§ **Kaynak haber**:

-------

NİL KAHRAMANOĞLU/ İZ GAZETE- Milyonlarca emekçinin beklediği asgari ücret görüşmeleri öncesi talepler de dillendirilmeye başlandı.

Geçen hafta işçi tarafındaki ilk talebi Devrimci İşçi Sendikaları Konfederasyonu (DİSK) açıklamış, asgari ücretin 5 bin 200 lira olması talep edilmişti. Asgari ücret tartışmaları sürerken işçilerin yaşam koşulları ve asgari ücrete dair beklentilerini sorduk. Aldığımız cevaplarla sendikalı ve sendikasız çalışan işçiler arasındaki farklar ortaya çıkarken, her iki işçinin ortak sorunları da dile getirildi.

Özel sektörde asgari ücretle çalışan 23 yaşındaki Selman Subaşı, 4 yıldır işçi olduğunu söylerken yaşam koşullarının zorluğundan şikâyet etti.

‘YAŞAM ŞARTLARI ZOR’

Sisteme uygun çalışma koşulları olduğunu ifade eden Subaşı, “Sabah 8’de gelip akşam 5’te çıkıyoruz.  Lakin aldığımız para asgari ücret ve bize kesinlikle yetmiyor. Bundan 3 sene önce aldığım asgari ücret bana yetiyordu. Ama günümüzde yetmiyor. Bir markete girdiğimizde durumun ne kadar kötü olduğunu görüyoruz. Evim kira. Üstüne elektrik, su faturası ödeyince elde bir şey kalmıyor. Ayın 10’u derken para bitiyor, 20 gün parasız ve aç geziyoruz. Gerçekten yaşam şartları çok zor” açıklamasında bulundu.

Alım gücü berbat düzeyde olduğunun altını çizen Subaşı, “Asgari ücret 6 bin lira dahi olsa bu fiyatlar, piyasa bu durumda olduğu sürece, alım gücü bu kadar düşük olduğu müddetçe hiçbir şey değişmez” dedi.

Sendikalı olup olmadığını sorduğumuz Subaşı, “Çalıştığım yerde sendika yok.  Bu yüzden asgari ücretten fazla almıyoruz. Bir derdimiz, sorunumuz olduğunda hiyerarşik düzeydi bir üstümüze talepte bulunuyoruz. Bu şekilde problemlerimizi çözmeye çalışıyoruz” diye konuştu.

‘ÖRGÜTLÜ OLMAK İSTEDİK’

Yaklaşık 14 senedir İzmir Büyükşehir Belediyesi’nde çalışan işçi Cihan Erdoğmuş ise DİSK Genel-İş 2 Nolu Şube Disiplin Kurulu üyesi.

 2011 yılında örgütlenme çabaları sonucunda 2 Nolu Şube’yi kurduklarını belirten Erdoğmuş, “Bir taşeron sürecinden geçtik. O dönemde de ülke koşullarını bildiğimiz için var olan kast sistemine karşı biz de örgütlü olmak istedik” dedi.

-------

§ **Görevler**:
(1) Haberde DİSK'in asgari ücret için talep ettiği tutar nedir?
(2) Lütfen haberin "NİL KAHRAMANOĞLU/ İZ" ifadesinden başlayıp "zorluğundan şikâyet etti." ifadesi de dahil olmak üzere oraya kadar olan bölümünü aynen geri verin.
Yalnızca habere dayanarak çalışın.

§ **Kayıtlı bilgiler**:
-------

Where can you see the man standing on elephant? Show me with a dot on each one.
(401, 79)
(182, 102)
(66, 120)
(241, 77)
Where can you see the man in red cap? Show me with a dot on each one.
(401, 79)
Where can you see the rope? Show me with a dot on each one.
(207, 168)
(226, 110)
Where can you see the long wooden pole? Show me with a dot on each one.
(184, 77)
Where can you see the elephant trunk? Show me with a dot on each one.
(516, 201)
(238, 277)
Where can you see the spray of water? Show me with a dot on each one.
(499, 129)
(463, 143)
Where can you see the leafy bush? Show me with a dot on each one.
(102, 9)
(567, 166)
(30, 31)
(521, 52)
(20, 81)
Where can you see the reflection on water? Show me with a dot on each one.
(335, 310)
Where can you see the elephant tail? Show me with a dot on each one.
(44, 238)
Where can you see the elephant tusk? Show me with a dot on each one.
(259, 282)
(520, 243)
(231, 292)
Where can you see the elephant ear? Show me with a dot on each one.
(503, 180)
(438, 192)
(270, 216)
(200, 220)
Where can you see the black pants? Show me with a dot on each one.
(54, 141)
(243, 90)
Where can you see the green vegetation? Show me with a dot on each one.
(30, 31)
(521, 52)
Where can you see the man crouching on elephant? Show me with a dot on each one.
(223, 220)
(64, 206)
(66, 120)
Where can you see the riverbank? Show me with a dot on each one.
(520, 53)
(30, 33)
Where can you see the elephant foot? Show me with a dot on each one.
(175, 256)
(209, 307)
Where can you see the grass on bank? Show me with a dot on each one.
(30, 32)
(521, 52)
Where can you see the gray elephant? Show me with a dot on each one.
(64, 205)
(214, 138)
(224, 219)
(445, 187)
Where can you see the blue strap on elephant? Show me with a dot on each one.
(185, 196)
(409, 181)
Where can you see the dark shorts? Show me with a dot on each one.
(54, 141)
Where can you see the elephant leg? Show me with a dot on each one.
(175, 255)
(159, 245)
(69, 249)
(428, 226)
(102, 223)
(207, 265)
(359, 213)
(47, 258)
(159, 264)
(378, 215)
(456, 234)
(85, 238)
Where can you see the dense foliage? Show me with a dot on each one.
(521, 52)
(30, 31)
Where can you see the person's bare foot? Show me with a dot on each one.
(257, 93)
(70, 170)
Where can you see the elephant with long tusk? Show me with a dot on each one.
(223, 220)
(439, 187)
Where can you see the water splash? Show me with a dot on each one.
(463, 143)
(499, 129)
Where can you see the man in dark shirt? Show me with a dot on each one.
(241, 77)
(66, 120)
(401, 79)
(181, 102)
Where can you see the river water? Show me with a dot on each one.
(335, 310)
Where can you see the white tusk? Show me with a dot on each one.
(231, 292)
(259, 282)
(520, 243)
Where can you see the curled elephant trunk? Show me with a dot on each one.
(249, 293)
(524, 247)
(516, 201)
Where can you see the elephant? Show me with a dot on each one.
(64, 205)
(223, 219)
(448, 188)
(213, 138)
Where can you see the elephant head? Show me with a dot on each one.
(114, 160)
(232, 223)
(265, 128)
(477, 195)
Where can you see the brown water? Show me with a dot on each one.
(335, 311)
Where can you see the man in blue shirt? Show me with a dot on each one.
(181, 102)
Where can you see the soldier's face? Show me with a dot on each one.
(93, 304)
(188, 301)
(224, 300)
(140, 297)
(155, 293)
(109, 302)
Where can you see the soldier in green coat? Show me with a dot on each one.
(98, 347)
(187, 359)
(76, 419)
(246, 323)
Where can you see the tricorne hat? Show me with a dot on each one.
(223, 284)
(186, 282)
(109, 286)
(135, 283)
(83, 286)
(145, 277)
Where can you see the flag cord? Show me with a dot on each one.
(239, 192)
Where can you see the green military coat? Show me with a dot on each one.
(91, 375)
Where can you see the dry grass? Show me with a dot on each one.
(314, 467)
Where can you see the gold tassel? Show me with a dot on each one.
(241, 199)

-------

§ **Görev çözümleri**:
(1) 5 bin 200 lira.

(2)
NİL KAHRAMANOĞLU/ İZ GAZETE- Milyonlarca emekçinin beklediği asgari ücret görüşmeleri öncesi talepler de dillendirilmeye başlandı.

Geçen hafta işçi tarafındaki ilk talebi Devrimci İşçi Sendikaları Konfederasyonu (DİSK) açıklamış, asgari ücretin 5 bin 200 lira olması talep edilmişti. Asgari ücret tartışmaları sürerken işçilerin yaşam koşulları ve asgari ücrete dair beklentilerini sorduk. Aldığımız cevaplarla sendikalı ve sendikasız çalışan işçiler arasındaki farklar ortaya çıkarken, her iki işçinin ortak sorunları da dile getirildi.

Özel sektörde asgari ücretle çalışan 23 yaşındaki Selman Subaşı, 4 yıldır işçi olduğunu söylerken yaşam koşullarının zorluğundan şikâyet etti.